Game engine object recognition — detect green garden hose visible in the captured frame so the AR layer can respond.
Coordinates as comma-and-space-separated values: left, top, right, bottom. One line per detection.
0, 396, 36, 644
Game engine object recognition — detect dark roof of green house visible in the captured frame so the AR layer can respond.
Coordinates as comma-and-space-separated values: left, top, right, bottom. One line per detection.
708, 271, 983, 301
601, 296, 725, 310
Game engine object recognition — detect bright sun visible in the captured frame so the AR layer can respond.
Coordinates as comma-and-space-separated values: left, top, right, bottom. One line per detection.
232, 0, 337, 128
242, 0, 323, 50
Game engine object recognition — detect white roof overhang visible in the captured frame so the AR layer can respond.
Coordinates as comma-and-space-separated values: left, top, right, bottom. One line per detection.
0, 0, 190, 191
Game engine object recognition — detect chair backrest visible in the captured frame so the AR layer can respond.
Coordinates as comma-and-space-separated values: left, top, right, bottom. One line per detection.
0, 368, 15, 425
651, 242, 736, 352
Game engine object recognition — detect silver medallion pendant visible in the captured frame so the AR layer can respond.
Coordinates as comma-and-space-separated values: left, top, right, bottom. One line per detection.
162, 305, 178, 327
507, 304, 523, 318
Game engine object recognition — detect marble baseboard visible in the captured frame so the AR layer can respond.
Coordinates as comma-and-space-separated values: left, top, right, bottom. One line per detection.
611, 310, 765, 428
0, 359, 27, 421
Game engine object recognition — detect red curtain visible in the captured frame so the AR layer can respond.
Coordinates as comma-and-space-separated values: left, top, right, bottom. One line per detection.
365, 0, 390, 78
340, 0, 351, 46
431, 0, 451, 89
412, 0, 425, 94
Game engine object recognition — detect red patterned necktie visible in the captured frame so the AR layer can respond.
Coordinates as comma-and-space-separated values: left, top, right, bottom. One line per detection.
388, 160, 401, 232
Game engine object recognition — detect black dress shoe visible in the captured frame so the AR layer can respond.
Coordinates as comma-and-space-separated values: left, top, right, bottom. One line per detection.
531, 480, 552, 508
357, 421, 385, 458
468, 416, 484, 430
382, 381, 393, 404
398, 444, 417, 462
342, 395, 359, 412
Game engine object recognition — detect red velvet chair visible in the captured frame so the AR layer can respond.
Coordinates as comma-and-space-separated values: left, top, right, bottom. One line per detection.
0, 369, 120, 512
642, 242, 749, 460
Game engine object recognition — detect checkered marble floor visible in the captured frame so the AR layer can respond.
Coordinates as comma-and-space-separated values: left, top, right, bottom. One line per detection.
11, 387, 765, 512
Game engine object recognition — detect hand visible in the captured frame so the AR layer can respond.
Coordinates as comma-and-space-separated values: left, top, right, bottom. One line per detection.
# # #
> **WRITTEN PROBLEM**: Repeat every one of the records above word for word, with nothing added, dropped, or changed.

> **WRITTEN SOLUTION**:
Game engine object recognition — detect green garden hose visible in the captured frame so the AR layer can respond.
Coordinates as comma-and-space-separated values: left, top, right, bottom. One line per detection.
0, 396, 36, 644
Game engine object recognition — detect dark roof of green house visible in the captured frame so the AR layer can respond.
Coordinates as comma-and-space-separated values: left, top, right, bottom. One line per detection.
708, 271, 983, 301
601, 296, 725, 310
Game engine object recognition — detect bright sun visible in the captured frame so the AR layer can respond.
Coordinates as comma-and-space-separated values: left, top, right, bottom. One line per detection.
232, 0, 337, 128
242, 0, 323, 50
Game engine object recognition — detect white roof overhang visible in the captured frame so the AR layer can respond.
Coordinates as comma-and-space-separated values: left, top, right, bottom. One line per detection.
0, 0, 190, 191
Game engine object recognition — detect chair backrest visible in the captured frame so the AR layer can respond.
Coordinates as comma-and-space-separated values: left, top, right, bottom. One line per detection.
0, 368, 15, 425
651, 242, 736, 352
Game engine object recognition — detect silver medallion pendant visible in the captured frame so the AR layer can respond.
Coordinates as comma-and-space-separated values: left, top, right, bottom. One line per detection.
162, 305, 178, 327
507, 304, 523, 318
Game engine object recognition — detect marble baseboard visible in the captured frame so the AR layer can respond.
Coordinates as comma-and-space-separated values: left, top, right, bottom. One line per detection.
611, 310, 765, 428
0, 359, 27, 421
Game engine object recognition — detect red curtain visible in the captured frame so the AR layer can respond.
Coordinates as comma-and-space-separated values: left, top, right, bottom. One line per detection.
365, 0, 390, 78
340, 0, 351, 46
431, 0, 451, 89
412, 0, 425, 94
Game engine object recognition — detect red patterned necktie visible in the captured frame so the AR layer can respond.
Coordinates as comma-and-space-separated values: left, top, right, bottom. One line per detection.
388, 160, 401, 232
Game engine object recognition — detect black dress shoe visible in the captured frame so the AR layer can respond.
Coordinates as comma-and-space-separated values: left, top, right, bottom. One line per detection.
531, 480, 552, 508
357, 421, 385, 458
468, 416, 484, 430
382, 381, 393, 404
398, 444, 417, 462
342, 395, 359, 412
Game engine object recognition — detect red velvet chair visible in the captured frame so the AR layer can respond.
Coordinates as comma-and-space-separated values: left, top, right, bottom. One line per detection.
0, 369, 120, 512
642, 242, 749, 460
Game engine object recognition — detect checkered marble floor visible in the captured frame so the AR layer can respond.
Coordinates as comma-and-space-separated values: left, top, right, bottom. One line per detection.
11, 387, 765, 512
Game engine object recognition — detect hand visible in the captured frame so the AR layer can respond.
Coordinates as comma-and-space-separated values: left, top, right, bottom. One line per detection.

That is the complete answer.